# STATED TASK
Copy every line of the material below word for word.

==== RECORDS PROVIDED ====

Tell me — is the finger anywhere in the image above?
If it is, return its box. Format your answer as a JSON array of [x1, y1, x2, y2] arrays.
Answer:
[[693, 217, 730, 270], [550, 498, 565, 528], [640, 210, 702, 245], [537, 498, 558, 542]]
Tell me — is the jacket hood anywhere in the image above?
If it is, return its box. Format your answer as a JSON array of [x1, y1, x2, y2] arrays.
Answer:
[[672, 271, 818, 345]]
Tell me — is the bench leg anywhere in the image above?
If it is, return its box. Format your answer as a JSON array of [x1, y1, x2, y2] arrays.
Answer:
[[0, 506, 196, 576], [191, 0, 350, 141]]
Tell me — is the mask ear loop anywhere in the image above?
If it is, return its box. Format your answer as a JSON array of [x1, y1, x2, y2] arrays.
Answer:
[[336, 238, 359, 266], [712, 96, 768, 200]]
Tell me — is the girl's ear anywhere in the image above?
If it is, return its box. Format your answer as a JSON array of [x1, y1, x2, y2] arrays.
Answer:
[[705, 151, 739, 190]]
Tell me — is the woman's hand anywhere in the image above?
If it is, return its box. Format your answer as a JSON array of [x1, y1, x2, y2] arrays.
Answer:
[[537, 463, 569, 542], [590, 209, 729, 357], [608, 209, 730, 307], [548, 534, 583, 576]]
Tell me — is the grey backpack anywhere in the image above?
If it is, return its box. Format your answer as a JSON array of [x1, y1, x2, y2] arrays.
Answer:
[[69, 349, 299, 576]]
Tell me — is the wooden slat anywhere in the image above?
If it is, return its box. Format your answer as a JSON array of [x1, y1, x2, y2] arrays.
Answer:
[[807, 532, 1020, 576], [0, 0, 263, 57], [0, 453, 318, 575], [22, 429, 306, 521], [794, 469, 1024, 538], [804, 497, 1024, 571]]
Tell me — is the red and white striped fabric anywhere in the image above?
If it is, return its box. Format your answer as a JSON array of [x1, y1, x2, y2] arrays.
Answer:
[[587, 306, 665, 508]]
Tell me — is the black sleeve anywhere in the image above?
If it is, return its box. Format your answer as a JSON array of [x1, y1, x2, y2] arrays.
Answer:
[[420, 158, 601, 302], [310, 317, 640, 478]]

====

# WRITTEN RESPONSE
Tell me — is the finger anywhere in the image above?
If it is, return its box. Format your answer as a JSON array of [x1, y1, x2, y2] arrays.
Answer:
[[693, 217, 730, 270], [550, 498, 565, 528], [640, 210, 702, 245], [537, 498, 558, 542]]
Tell me — is the jacket hood anywhere in the image above?
If it is, return its box. Format your answer as a JSON array of [x1, y1, x2, y2] arrays.
Answer:
[[672, 271, 818, 345]]
Tell me — is the bench leg anywhere in the image above?
If it is, return its box. Format your answer as a JSON array of [x1, y1, x2, y2] arrays.
Answer:
[[0, 506, 196, 576], [191, 0, 350, 141]]
Tell me — is the mask ear loop anywhere in the image above?
If it is, return its box. Format your answer as a JSON array of [x1, y1, x2, y2] arrays.
Answer:
[[336, 238, 359, 266], [712, 96, 768, 200]]
Tell me — is the girl's ear anywhere in the image above?
If it is, return its box. Format your answer as a JSON array of [x1, y1, x2, y2] arrays.
Answer:
[[705, 151, 739, 190]]
Tell me — is the woman's hand anywhere in the image above?
If it is, return its box. Format your answer as a JSON array of [x1, y1, x2, y2] arrays.
Answer:
[[537, 463, 569, 542], [590, 209, 729, 357], [608, 209, 730, 307], [548, 534, 583, 576]]
Tell me — is the grey backpack anywhere in the image above?
If it is, return its box. Format your answer as a JSON array of [x1, y1, x2, y2] arrays.
Answer:
[[69, 349, 299, 576]]
Tell me — is the wooden slat anywhere in the image above?
If it is, return its box. Format your answer as a JSON array of [x1, y1, x2, y2] arrays.
Answer:
[[807, 532, 1020, 576], [0, 0, 263, 57], [0, 453, 318, 575], [22, 429, 306, 521], [794, 469, 1024, 538], [804, 497, 1024, 571]]
Tell me — is the red and white striped fabric anywhere in the image above?
If it is, return its box. Format your answer as a JSON array of [x1, y1, x2, y2] arrays.
Answer:
[[587, 306, 665, 508]]
Tell me — is the black sleeve anywhere in the image above?
If it is, return its box. Format your answer as a JSON array of [x1, y1, x2, y2] arrays.
Answer:
[[420, 158, 601, 302], [310, 317, 640, 478]]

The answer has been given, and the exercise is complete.